===== TEXT =====

Beyond The Occult: Twenty Years' Research into the Paranormal by Wilson Colin

Beyond The Occult: Twenty Years' Research into the Paranormal by Wilson Colin

Author:Wilson, Colin [Wilson, Colin]
Language: eng
Format: epub
Tags: Beyond the Occult
ISBN: 9781905857692
Publisher: Watkins Publishing
Published: 2013-07-04T00:00:00+00:00


Being at length tired, I sat down to rest upon a rock at the edge of the water. My attention was quite taken up with the extreme beauty of the scene before me. There was not a sound of movement, except the soft ripple of the water on the sand at my feet. Presently I felt a cold chill creep through me, and a curious stiffness in my limbs, as if I could not move, though wishing to do so. I felt frightened, yet chained to the spot, as if impelled to stare at the water straight in front of me. Gradually a black cloud seemed to rise, and in the midst of it I saw a tall man, in a suit of tweed, jump into the water and sink.

In a moment the darkness was gone, and I again became sensible of the heat and the sunshine, but I was awed and felt eerie … . On my sister’s arrival I told her of the occurrence: she was surprised but inclined to laugh at it. When we got home I told my brother: he treated the subject in much the same manner. However, about a week afterwards a Mr Espie, a bank clerk (unknown to me), committed suicide by drowning at that very spot. He left a letter for his wife, indicating that for some time he had contemplated his death … .

=====

§ **GIVEN PROBLEM 1**: Rewrite the paragraph of the text that begins "In a moment the darkness was gone" as a short list that keeps its main facts.
The text and the records are independent of each other.

===== RECORDS TO USE =====

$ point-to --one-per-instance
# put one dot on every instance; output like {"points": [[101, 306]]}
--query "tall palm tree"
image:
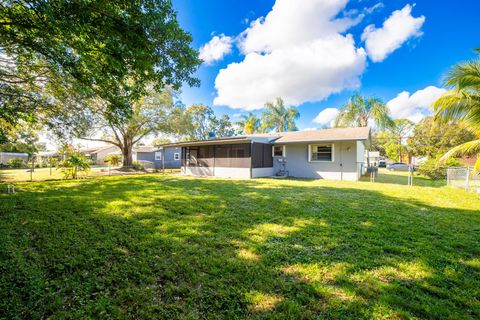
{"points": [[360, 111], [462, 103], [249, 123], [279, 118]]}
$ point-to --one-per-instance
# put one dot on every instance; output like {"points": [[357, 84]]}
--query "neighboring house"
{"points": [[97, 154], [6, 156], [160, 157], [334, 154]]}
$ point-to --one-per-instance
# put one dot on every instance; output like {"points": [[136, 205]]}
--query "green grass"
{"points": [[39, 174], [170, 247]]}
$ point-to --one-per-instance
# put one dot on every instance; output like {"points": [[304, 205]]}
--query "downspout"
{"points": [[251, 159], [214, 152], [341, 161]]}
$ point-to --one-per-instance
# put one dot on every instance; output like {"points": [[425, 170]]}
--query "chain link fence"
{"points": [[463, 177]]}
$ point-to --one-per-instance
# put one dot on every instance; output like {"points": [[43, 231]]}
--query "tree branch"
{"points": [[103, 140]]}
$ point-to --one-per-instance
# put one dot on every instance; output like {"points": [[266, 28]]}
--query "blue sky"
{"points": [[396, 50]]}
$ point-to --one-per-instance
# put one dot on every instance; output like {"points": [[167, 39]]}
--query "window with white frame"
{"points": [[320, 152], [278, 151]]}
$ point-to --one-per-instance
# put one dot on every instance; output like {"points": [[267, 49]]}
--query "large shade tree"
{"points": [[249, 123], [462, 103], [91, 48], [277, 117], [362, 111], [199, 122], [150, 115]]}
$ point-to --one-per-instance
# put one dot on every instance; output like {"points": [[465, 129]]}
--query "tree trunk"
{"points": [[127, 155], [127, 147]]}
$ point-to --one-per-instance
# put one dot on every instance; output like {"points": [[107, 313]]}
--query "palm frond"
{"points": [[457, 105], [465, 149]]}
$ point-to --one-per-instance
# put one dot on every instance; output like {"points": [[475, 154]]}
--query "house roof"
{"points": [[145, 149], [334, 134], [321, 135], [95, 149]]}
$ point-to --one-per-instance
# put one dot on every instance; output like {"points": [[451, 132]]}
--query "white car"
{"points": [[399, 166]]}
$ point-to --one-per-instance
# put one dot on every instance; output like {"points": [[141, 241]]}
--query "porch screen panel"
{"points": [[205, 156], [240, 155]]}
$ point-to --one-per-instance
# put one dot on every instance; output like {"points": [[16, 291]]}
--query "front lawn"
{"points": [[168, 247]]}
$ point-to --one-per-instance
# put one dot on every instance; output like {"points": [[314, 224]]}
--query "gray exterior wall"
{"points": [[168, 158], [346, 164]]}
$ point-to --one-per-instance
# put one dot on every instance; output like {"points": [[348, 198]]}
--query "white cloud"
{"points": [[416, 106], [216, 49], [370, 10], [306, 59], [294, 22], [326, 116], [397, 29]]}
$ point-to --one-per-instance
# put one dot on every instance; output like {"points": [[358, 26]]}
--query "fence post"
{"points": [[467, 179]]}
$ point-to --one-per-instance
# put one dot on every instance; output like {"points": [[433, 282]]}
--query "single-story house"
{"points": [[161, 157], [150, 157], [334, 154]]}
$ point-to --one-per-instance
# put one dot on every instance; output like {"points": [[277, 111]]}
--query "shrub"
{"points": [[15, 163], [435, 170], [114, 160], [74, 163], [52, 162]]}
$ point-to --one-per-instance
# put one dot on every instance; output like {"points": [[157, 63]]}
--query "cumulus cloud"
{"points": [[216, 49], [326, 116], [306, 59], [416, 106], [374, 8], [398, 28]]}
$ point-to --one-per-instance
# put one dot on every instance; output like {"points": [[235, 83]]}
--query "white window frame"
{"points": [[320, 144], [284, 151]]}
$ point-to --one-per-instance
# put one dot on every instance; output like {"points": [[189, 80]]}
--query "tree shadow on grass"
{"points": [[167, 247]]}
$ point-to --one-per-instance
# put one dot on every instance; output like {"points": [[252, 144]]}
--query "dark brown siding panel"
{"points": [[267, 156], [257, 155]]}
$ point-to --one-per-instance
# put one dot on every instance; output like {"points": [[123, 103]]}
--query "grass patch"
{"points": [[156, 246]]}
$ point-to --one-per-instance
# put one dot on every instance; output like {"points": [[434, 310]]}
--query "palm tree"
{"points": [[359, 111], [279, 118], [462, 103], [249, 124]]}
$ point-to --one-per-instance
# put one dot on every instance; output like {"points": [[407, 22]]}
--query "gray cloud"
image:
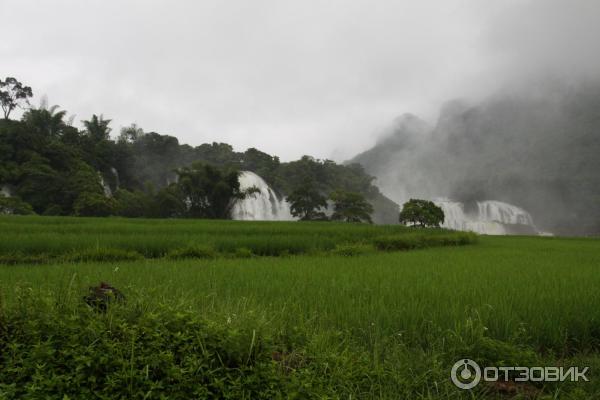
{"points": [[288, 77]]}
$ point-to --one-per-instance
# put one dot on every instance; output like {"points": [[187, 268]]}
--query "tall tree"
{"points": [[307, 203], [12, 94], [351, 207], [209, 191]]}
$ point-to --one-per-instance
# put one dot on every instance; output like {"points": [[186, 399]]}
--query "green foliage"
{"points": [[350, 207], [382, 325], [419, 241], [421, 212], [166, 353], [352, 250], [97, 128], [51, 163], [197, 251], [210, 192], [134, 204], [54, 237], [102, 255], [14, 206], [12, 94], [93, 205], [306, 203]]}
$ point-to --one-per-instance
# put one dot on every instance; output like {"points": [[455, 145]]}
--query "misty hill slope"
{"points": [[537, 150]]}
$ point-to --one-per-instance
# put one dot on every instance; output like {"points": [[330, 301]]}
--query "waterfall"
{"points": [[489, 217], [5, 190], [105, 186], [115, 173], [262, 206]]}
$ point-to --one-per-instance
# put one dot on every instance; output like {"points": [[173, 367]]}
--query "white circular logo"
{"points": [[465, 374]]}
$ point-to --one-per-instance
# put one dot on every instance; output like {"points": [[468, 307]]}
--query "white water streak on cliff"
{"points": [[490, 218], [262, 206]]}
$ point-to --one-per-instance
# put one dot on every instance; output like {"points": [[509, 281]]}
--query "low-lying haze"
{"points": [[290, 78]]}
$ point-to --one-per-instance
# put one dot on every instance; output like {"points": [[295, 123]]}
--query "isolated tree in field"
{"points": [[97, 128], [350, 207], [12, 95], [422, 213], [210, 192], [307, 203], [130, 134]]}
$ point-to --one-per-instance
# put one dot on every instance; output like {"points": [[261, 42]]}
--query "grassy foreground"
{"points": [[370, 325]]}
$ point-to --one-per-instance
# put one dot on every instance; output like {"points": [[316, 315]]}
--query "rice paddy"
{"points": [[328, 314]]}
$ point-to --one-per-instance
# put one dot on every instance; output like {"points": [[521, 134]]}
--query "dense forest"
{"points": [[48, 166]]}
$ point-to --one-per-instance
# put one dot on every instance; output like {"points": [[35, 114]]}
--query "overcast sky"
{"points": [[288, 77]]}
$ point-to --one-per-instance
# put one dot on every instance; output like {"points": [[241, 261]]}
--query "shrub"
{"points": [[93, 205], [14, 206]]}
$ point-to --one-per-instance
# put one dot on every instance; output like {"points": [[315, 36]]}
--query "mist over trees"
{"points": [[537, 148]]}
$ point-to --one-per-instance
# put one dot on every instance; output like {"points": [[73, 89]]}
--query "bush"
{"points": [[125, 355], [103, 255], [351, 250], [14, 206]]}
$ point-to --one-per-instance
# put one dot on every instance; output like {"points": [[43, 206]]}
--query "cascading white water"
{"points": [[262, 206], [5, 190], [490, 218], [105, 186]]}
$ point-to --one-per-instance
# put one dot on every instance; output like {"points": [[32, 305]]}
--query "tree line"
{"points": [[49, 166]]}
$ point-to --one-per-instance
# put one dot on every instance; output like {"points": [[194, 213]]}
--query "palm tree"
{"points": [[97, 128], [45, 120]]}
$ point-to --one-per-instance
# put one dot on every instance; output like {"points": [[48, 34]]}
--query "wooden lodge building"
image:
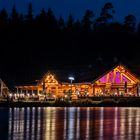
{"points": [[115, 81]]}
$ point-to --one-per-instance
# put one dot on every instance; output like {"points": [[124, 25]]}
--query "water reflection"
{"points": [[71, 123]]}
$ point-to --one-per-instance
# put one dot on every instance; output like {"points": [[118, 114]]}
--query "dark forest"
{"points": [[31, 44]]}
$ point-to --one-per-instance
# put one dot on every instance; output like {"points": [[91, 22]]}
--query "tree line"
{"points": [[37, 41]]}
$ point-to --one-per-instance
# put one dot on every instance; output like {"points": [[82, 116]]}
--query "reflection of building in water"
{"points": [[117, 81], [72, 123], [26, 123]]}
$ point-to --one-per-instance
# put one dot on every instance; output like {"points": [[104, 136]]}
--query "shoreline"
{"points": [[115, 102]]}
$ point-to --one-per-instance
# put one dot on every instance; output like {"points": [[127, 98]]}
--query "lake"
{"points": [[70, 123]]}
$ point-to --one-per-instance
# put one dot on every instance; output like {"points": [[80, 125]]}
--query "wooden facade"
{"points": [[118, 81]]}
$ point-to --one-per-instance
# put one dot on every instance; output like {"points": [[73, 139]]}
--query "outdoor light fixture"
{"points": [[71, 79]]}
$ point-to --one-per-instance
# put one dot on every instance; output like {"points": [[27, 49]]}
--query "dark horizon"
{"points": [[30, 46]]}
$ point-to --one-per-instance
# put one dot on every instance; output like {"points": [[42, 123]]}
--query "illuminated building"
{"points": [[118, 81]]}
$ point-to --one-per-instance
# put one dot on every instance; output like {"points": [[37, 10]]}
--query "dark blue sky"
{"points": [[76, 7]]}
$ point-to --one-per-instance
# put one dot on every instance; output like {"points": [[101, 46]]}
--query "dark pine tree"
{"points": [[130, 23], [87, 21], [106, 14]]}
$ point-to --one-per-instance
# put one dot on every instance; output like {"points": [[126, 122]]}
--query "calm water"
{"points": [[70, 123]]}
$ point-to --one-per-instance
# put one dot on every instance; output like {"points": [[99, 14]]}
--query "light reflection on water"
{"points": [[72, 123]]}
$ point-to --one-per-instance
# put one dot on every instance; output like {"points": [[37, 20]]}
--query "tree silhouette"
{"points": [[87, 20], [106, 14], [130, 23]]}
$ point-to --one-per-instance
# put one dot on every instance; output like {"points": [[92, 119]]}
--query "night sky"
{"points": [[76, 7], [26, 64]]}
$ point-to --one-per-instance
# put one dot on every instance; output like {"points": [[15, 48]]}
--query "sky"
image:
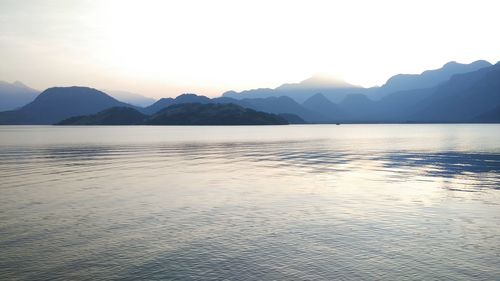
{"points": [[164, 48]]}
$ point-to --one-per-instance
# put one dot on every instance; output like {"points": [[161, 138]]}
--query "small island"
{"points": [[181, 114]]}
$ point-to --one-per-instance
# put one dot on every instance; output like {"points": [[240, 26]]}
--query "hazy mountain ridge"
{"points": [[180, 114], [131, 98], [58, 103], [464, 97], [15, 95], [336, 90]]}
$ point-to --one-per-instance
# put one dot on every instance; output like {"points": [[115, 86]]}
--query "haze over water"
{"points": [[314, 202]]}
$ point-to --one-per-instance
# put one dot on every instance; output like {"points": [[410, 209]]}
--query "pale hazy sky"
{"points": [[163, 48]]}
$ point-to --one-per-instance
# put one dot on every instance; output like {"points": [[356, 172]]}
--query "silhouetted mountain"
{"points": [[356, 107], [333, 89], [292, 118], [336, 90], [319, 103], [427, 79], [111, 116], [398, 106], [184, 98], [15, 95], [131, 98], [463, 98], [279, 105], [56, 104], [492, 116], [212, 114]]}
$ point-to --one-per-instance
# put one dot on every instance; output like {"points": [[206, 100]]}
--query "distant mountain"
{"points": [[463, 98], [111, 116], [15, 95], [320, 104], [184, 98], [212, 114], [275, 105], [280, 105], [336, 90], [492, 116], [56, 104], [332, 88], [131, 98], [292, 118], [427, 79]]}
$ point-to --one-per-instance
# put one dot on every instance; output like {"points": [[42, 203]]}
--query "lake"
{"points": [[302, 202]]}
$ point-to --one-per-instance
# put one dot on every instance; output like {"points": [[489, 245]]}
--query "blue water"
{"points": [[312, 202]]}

=====
===== RECORDS TO USE =====

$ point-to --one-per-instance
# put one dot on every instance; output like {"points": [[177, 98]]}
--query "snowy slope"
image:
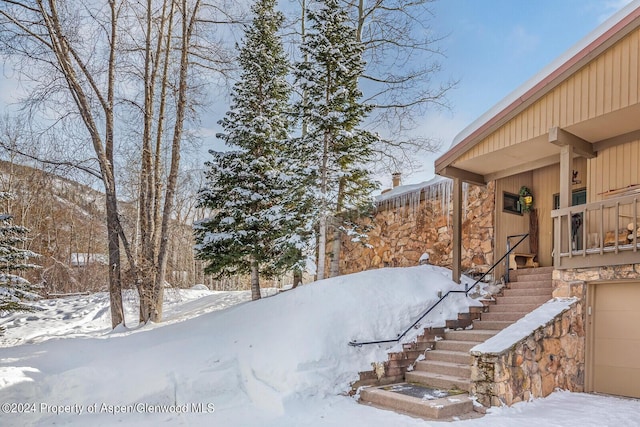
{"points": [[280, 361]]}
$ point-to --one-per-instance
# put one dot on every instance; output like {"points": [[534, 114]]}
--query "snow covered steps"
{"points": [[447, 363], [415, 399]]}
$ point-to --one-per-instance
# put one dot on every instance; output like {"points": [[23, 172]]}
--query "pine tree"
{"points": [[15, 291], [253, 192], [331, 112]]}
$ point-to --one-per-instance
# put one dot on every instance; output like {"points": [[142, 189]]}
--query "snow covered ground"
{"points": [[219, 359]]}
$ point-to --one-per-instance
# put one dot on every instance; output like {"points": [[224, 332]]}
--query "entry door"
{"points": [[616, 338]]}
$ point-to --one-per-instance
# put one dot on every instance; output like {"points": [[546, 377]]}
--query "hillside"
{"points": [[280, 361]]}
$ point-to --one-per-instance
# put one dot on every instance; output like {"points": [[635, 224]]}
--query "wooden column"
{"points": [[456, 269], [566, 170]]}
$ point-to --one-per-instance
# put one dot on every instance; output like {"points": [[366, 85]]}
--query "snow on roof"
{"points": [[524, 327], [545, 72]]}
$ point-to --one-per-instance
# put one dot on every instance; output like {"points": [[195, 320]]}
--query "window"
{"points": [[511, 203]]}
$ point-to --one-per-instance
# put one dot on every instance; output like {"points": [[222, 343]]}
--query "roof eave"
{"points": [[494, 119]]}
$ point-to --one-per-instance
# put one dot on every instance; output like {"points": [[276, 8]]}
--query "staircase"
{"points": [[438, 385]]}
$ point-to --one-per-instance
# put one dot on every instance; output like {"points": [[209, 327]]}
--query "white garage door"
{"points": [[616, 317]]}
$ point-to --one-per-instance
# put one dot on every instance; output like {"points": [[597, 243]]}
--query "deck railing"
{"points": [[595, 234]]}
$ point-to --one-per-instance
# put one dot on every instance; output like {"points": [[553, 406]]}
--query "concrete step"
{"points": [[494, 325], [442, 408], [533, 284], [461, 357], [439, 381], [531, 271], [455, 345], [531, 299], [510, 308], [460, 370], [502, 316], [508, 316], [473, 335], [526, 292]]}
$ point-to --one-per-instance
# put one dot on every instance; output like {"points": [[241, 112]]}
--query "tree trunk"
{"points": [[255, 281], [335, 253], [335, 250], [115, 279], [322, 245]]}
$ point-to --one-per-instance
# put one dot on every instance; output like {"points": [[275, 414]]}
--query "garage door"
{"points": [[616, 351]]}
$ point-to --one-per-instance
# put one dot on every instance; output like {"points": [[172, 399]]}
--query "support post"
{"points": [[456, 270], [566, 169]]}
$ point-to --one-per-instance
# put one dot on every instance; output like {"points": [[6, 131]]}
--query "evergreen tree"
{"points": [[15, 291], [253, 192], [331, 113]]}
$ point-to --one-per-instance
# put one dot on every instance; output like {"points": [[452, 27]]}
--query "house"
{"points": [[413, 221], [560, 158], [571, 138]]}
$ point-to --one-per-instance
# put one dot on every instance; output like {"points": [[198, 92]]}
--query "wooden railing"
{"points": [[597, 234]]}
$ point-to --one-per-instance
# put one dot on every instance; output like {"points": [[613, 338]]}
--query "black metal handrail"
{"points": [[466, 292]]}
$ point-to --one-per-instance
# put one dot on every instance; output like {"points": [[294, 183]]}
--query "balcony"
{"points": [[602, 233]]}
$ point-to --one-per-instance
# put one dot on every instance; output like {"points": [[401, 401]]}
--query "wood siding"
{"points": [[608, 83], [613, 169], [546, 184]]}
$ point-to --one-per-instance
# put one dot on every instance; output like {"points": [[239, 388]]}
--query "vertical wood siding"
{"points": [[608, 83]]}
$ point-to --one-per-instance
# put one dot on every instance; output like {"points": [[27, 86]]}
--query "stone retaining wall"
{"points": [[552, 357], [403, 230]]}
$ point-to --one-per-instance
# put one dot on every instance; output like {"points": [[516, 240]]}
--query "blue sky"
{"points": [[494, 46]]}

=====
===== RECORDS TO USE =====

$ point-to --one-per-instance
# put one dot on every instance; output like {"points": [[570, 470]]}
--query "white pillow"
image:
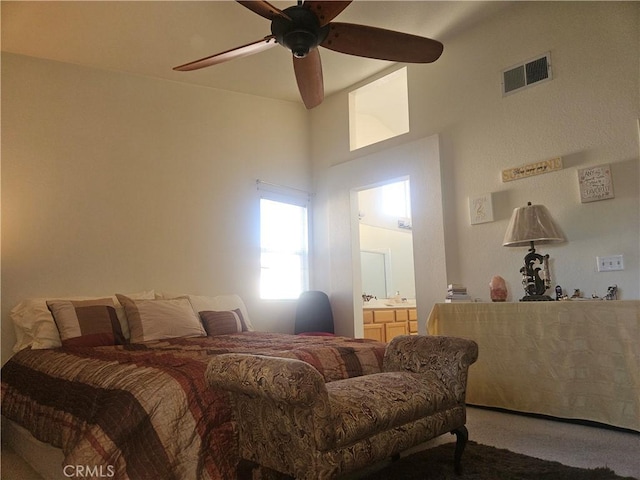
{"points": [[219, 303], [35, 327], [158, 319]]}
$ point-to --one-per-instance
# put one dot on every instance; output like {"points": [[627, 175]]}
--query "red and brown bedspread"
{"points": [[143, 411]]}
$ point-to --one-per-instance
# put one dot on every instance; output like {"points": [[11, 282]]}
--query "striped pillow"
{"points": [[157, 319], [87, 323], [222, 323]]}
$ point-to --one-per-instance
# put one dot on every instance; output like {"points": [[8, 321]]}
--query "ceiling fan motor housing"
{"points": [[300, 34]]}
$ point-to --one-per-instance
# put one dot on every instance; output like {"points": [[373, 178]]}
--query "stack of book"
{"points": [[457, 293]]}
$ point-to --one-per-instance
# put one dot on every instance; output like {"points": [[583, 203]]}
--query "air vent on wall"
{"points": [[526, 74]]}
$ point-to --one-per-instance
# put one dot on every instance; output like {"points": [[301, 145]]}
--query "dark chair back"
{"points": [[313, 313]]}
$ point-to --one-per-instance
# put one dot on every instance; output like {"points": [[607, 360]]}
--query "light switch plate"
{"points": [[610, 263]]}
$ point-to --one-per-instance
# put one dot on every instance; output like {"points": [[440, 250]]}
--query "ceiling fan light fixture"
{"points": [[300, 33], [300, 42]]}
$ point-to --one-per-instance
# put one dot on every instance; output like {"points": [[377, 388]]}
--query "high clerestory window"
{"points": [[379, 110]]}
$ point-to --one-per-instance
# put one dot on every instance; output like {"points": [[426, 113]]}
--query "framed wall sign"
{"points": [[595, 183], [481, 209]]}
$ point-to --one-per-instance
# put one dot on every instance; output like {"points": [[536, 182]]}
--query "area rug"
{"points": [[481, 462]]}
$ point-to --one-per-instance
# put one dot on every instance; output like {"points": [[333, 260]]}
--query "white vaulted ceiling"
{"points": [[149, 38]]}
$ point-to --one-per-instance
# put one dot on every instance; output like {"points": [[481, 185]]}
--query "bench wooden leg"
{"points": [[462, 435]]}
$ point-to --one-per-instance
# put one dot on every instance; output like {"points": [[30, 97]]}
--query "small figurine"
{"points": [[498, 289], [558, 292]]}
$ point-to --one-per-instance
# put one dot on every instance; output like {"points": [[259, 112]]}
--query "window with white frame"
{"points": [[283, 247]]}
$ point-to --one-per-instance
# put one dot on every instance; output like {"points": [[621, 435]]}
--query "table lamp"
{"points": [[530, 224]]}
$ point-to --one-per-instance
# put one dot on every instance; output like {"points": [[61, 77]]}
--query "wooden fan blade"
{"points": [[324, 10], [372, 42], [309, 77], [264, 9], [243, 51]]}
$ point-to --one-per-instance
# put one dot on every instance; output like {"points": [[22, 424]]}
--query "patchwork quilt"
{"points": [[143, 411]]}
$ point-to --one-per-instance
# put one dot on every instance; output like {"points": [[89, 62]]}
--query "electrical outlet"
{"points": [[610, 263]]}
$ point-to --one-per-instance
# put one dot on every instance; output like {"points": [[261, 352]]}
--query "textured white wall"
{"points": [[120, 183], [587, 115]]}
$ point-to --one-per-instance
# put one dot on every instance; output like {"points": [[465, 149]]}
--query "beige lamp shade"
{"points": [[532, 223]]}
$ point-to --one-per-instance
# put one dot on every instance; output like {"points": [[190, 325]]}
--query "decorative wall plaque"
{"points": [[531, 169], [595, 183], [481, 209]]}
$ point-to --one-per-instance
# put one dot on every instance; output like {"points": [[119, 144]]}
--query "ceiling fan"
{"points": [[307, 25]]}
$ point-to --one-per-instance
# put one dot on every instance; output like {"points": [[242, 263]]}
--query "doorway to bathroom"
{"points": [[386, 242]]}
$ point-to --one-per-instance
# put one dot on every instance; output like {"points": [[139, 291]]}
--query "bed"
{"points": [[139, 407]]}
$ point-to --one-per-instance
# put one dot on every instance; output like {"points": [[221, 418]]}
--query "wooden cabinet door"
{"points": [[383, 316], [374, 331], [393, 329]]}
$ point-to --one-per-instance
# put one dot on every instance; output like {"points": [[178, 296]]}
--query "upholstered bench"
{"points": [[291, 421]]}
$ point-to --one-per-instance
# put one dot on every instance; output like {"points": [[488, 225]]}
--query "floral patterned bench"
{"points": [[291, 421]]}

=====

§ **GIVEN PROBLEM 2**: Locate each line of the records that contains the word "gray", and copy every one of those lines.

§ **COMPLETE OUTPUT 1**:
- The darkness passes, and the narrator feels the heat and sunshine again but is left awed and uneasy.
- Told of the experience, the narrator's sister is surprised but inclined to laugh, and the narrator's brother reacts in much the same way.
- About a week later, Mr Espie, a bank clerk unknown to the narrator, drowns himself at that very spot.
- He leaves a letter for his wife indicating that he had contemplated his death for some time.

§ **COMPLETE OUTPUT 2**:
--query "gray exterior wall"
--query "gray cloud"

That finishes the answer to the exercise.